**TEXT SECTION**
* START *
[PATCH v5 08/13] swiotlb-xen: support autotranslate guests

From: Stefano Stabellini
Date: Thu Aug 29 2013 - 14:33:14 EST


Support autotranslate guests in swiotlb-xen by keeping track of the
phys-to-bus and bus-to-phys mappings of the swiotlb buffer
(xen_io_tlb_start-xen_io_tlb_end).

Use a simple direct access on a pre-allocated array for phys-to-bus
queries. Use a red-black tree for bus-to-phys queries.

Signed-off-by: Stefano Stabellini <stefano.stabellini@xxxxxxxxxxxxx>
Reviewed-by: David Vrabel <david.vrabel@xxxxxxxxxx>


Changes in v5:
- fix xen_dma_add_entry error path;
- remove the spin_lock: the red-black tree is not modified at run time.

Changes in v4:
- add err_out label in xen_dma_add_entry;
- remove INVALID_ADDRESS, use DMA_ERROR_CODE instead;
- code style fixes;
- add in-code comments regarding the usage of xen_dma_seg[0].dma_addr.

Changes in v3:
- many code style and name changes;
- improve error checks in xen_dma_add_entry.
---
drivers/xen/swiotlb-xen.c | 155 ++++++++++++++++++++++++++++++++++++++++-----
1 files changed, 139 insertions(+), 16 deletions(-)

diff --git a/drivers/xen/swiotlb-xen.c b/drivers/xen/swiotlb-xen.c
index b72f31c..7bb99ae 100644
--- a/drivers/xen/swiotlb-xen.c
+++ b/drivers/xen/swiotlb-xen.c
@@ -38,32 +38,131 @@
#include <linux/bootmem.h>
#include <linux/dma-mapping.h>
#include <linux/export.h>
+#include <linux/slab.h>
+#include <linux/rbtree.h>
#include <xen/swiotlb-xen.h>
#include <xen/page.h>
#include <xen/xen-ops.h>
#include <xen/hvc-console.h>
+#include <xen/features.h>
/*
* Used to do a quick range check in swiotlb_tbl_unmap_single and
* swiotlb_tbl_sync_single_*, to see if the memory was in fact allocated by this
* API.
*/

+#define NR_DMA_SEGS ((xen_io_tlb_nslabs + IO_TLB_SEGSIZE - 1) / IO_TLB_SEGSIZE)
static char *xen_io_tlb_start, *xen_io_tlb_end;
static unsigned long xen_io_tlb_nslabs;
/*
* Quick lookup value of the bus address of the IOTLB.
* END *
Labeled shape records
* START *
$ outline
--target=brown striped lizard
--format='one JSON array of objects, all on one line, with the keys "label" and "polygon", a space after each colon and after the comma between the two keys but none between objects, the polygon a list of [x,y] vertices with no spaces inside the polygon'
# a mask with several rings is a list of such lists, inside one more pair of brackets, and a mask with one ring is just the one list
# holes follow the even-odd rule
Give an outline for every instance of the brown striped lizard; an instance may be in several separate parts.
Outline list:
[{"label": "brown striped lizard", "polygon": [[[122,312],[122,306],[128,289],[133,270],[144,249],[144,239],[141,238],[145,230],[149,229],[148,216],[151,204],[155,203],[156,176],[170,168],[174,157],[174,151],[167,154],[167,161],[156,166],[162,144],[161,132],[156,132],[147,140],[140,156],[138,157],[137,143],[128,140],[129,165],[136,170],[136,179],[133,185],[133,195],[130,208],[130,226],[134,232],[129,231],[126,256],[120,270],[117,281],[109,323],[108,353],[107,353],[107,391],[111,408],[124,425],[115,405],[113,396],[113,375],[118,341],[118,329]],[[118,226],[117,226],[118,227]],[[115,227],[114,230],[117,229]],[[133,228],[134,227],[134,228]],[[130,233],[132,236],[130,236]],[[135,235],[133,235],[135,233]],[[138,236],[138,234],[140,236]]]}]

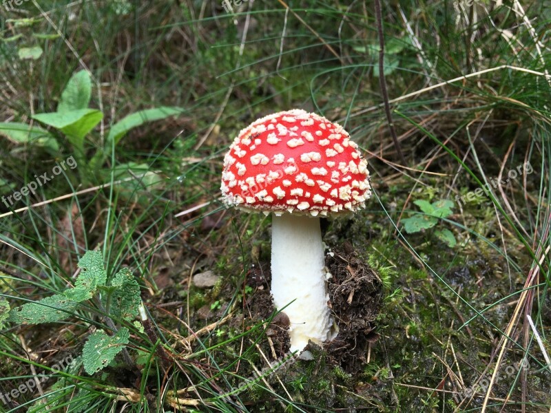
* END *
**PARTS OF THE EXERCISE**
**1)** Print the passage of the swiotlb-xen patch that begins with the words "Support autotranslate guests in" and ends with "at run time.".
**2)** Pick up the swiotlb-xen patch at its last line and keep writing it from there.

**PER-TASK ANSWERS**
**1)**
Support autotranslate guests in swiotlb-xen by keeping track of the
phys-to-bus and bus-to-phys mappings of the swiotlb buffer
(xen_io_tlb_start-xen_io_tlb_end).

Use a simple direct access on a pre-allocated array for phys-to-bus
queries. Use a red-black tree for bus-to-phys queries.

Signed-off-by: Stefano Stabellini <stefano.stabellini@xxxxxxxxxxxxx>
Reviewed-by: David Vrabel <david.vrabel@xxxxxxxxxx>


Changes in v5:
- fix xen_dma_add_entry error path;
- remove the spin_lock: the red-black tree is not modified at run time.

**2)**
*/

-static u64 start_dma_addr;
+struct xen_dma_info {
+ dma_addr_t dma_addr;
+ phys_addr_t phys_addr;
+ size_t size;
+ struct rb_node rbnode;
+};
+
+/*
+ * This array of struct xen_dma_info is indexed by physical addresses,
+ * starting from virt_to_phys(xen_io_tlb_start). Each entry maps
+ * (IO_TLB_SEGSIZE << IO_TLB_SHIFT) bytes, except the last one that is
+ * smaller. Getting the dma address corresponding to a given physical
+ * address can be done by direct access with the right index on the
+ * array.
+ */
+static struct xen_dma_info *xen_dma_seg;
+/*
+ * This tree keeps track of bus address to physical address
+ * mappings.
+ */
+static struct rb_root bus_to_phys = RB_ROOT;
+
+static int xen_dma_add_entry(struct xen_dma_info *new)
+{
+ struct rb_node **link = &bus_to_phys.rb_node;
+ struct rb_node *parent = NULL;
+ struct xen_dma_info *entry;
+ int rc = 0;
+
+ while (*link) {
+ parent = *link;
+ entry = rb_entry(parent, struct xen_dma_info, rbnode);
+
+ if (new->dma_addr == entry->dma_addr)
+ goto err_out;
+ if (new->phys_addr == entry->phys_addr)
+ goto err_out;
+
+ if (new->dma_addr < entry->dma_addr)
+ link = &(*link)->rb_left;
+ else
+ link = &(*link)->rb_right;
+ }
+ rb_link_node(&new->rbnode, parent, link);
+ rb_insert_color(&new->rbnode, &bus_to_phys);
+ goto out;
+
+err_out:
+ rc = -EINVAL;
+ pr_warn("%s: cannot add phys=0x%pa -> dma=0x%pa: phys=0x%pa -> dma=0x%pa already exists\n",
+ __func__, &new->phys_addr, &new->dma_addr, &entry->phys_addr, &entry->dma_addr);
+out:
+ return rc;
+}
+
+static struct xen_dma_info *xen_get_dma_info(dma_addr_t dma_addr)
+{
+ struct rb_node *n = bus_to_phys.rb_node;
+ struct xen_dma_info *entry;
+
+ while (n) {
+ entry = rb_entry(n, struct xen_dma_info, rbnode);
+ if (entry->dma_addr <= dma_addr &&
+ entry->dma_addr + entry->size > dma_addr) {
+ return entry;
+ }
+ if (dma_addr < entry->dma_addr)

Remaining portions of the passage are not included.